[What the task requires] Find each line in the records below that contains the word "blue", and copy those lines.

─── Provided data ───

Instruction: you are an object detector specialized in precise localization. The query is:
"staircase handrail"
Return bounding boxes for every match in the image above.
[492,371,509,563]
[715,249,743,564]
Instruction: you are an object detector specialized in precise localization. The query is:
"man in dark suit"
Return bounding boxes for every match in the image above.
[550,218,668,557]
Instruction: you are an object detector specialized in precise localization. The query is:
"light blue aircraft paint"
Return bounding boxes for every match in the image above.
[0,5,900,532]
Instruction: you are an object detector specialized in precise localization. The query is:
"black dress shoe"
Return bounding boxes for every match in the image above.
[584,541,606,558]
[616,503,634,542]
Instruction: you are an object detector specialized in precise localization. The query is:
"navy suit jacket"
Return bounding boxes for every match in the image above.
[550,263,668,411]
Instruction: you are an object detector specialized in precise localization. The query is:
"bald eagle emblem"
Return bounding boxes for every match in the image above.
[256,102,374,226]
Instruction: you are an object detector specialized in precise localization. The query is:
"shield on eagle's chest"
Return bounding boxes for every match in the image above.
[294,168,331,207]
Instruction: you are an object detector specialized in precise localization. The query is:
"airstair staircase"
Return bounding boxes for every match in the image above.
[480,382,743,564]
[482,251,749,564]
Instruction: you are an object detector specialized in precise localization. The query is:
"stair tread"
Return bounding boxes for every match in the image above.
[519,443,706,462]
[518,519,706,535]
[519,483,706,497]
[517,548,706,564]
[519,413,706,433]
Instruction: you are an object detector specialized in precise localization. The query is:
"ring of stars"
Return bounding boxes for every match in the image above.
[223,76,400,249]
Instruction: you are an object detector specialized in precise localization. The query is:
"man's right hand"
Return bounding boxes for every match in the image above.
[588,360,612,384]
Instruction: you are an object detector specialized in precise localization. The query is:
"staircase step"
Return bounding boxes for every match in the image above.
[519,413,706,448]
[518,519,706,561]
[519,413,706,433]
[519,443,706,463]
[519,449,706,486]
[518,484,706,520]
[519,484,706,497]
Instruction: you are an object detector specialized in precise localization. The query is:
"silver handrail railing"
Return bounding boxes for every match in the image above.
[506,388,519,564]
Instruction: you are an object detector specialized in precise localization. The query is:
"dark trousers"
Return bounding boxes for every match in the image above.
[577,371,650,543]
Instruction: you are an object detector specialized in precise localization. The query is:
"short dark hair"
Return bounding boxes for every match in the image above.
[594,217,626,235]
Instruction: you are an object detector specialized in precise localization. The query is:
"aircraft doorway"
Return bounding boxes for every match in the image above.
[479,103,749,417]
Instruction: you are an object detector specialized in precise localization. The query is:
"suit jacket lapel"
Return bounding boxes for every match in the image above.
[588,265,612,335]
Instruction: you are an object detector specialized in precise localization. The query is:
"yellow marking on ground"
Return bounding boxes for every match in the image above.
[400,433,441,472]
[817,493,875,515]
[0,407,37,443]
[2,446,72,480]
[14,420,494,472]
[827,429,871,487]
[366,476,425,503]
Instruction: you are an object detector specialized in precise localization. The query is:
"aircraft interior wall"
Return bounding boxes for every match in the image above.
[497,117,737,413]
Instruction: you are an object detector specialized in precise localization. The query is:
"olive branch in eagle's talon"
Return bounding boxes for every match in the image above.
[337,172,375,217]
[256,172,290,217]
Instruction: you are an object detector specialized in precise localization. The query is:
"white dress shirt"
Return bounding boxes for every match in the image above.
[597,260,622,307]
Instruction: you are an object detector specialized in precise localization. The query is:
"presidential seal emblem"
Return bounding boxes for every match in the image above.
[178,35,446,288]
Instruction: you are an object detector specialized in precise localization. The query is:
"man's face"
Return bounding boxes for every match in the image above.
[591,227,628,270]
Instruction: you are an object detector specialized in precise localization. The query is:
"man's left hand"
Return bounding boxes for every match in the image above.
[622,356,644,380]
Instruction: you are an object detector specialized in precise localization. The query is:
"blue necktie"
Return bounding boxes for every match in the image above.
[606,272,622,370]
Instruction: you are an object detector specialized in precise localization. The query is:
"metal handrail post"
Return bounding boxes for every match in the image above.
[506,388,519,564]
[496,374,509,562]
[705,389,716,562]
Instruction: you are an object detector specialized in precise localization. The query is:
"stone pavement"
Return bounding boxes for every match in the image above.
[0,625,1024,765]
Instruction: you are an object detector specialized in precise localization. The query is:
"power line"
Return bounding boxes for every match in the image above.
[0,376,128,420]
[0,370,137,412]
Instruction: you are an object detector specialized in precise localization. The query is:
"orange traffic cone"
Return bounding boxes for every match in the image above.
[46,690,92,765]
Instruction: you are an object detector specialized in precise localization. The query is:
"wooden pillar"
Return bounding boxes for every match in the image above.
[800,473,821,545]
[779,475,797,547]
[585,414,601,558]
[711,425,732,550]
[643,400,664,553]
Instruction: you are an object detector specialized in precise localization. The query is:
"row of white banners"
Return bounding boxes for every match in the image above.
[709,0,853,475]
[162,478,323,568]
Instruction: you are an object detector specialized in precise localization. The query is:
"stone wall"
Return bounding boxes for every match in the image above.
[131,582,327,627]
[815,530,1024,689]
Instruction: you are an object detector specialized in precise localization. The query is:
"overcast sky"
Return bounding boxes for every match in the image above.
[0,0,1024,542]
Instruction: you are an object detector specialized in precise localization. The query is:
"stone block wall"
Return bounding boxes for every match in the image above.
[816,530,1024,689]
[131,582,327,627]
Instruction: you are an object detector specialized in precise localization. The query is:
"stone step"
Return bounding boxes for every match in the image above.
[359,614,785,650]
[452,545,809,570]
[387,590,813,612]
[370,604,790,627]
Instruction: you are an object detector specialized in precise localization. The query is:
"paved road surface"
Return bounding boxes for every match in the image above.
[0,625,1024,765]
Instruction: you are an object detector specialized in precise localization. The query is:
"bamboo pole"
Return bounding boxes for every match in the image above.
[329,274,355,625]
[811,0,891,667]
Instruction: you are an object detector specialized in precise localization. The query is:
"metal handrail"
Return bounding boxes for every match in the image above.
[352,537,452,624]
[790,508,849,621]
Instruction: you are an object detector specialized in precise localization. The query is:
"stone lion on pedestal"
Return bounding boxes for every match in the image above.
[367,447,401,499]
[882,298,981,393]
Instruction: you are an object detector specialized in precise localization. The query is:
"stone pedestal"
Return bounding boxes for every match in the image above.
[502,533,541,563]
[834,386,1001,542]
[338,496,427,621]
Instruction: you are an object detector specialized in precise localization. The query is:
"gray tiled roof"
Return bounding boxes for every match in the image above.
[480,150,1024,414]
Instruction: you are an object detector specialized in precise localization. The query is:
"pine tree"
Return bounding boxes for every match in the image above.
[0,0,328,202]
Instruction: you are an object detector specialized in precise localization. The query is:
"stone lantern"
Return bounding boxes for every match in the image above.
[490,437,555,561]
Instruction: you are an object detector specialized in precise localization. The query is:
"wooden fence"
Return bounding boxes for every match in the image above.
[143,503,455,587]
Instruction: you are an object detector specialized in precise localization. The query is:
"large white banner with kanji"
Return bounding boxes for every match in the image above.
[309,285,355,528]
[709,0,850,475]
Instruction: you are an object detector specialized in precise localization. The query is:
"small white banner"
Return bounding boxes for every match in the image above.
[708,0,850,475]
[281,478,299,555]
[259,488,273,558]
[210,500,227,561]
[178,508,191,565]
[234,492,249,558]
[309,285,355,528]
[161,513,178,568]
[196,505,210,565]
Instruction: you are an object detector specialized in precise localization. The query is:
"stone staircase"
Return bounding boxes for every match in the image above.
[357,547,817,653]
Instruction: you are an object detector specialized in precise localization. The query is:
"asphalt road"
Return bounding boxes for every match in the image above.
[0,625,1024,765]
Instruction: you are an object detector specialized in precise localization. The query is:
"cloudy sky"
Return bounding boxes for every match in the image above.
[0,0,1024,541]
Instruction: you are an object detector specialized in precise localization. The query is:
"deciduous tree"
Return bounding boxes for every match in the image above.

───

[Task result]
"light blue aircraft paint"
"blue necktie"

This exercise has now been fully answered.